● Exercise aim:
Return each line of the entries below that contains the string "Target". Case matters when matching.

● Dataset extract:
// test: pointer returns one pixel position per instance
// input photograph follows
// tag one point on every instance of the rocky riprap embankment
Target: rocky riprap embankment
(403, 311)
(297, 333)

==

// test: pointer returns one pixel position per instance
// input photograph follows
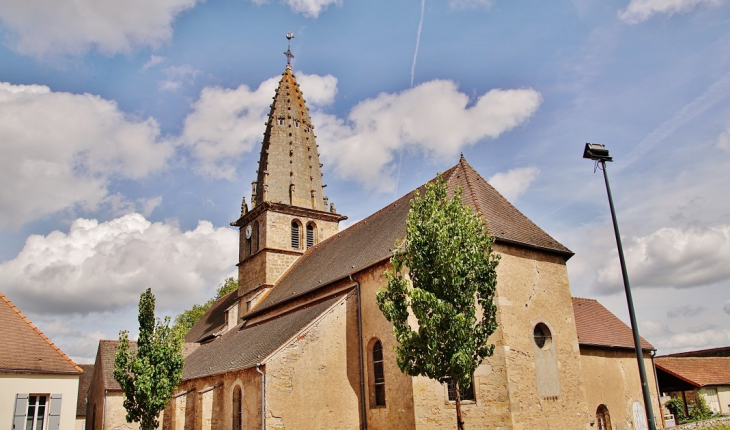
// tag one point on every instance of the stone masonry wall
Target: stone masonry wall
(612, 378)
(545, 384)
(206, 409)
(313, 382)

==

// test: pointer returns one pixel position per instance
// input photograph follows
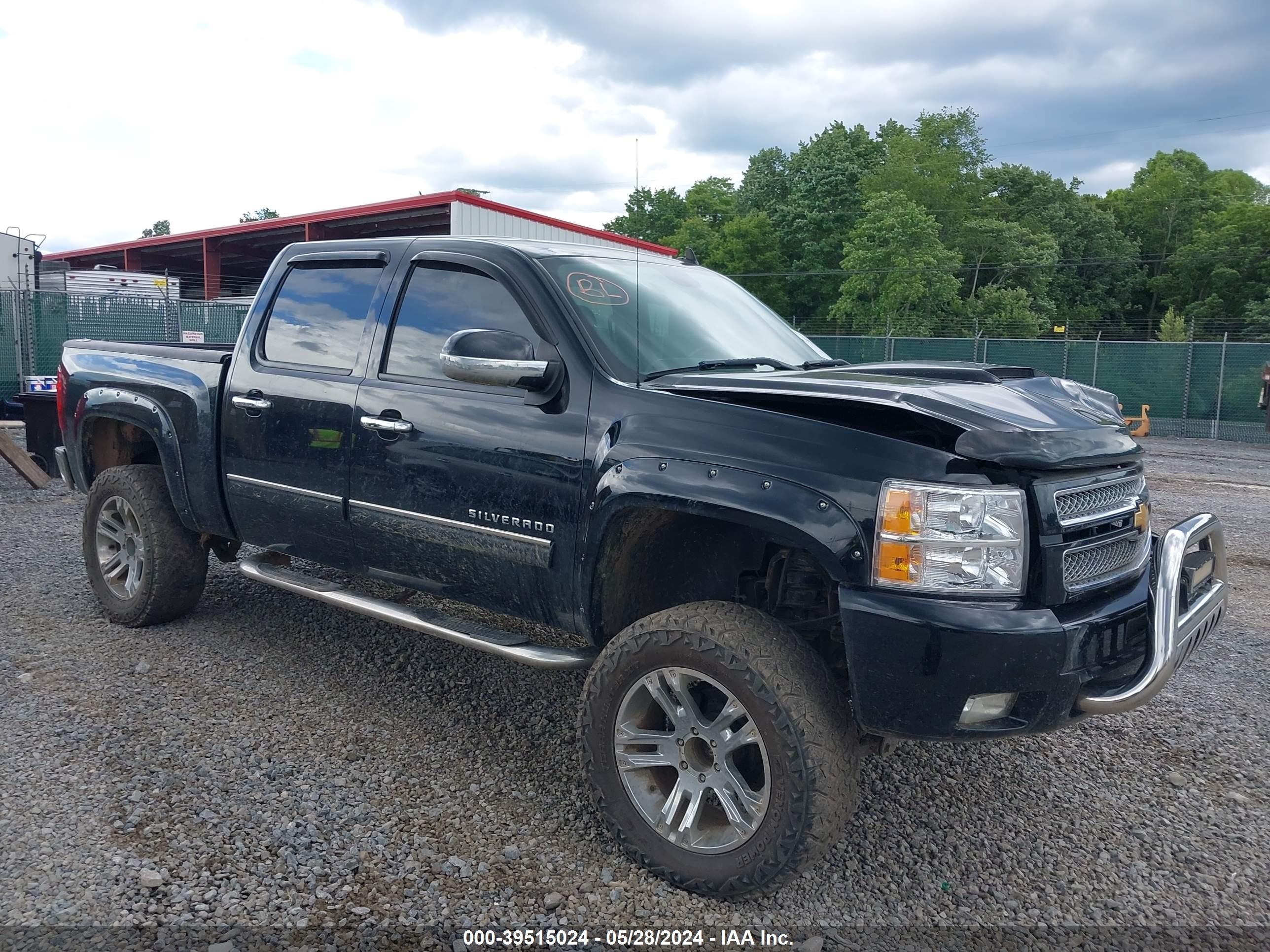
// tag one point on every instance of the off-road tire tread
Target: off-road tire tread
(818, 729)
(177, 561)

● Output of the exercise:
Target: rocky riprap embankment
Target: stone masonry wall
Target: off-road tire tread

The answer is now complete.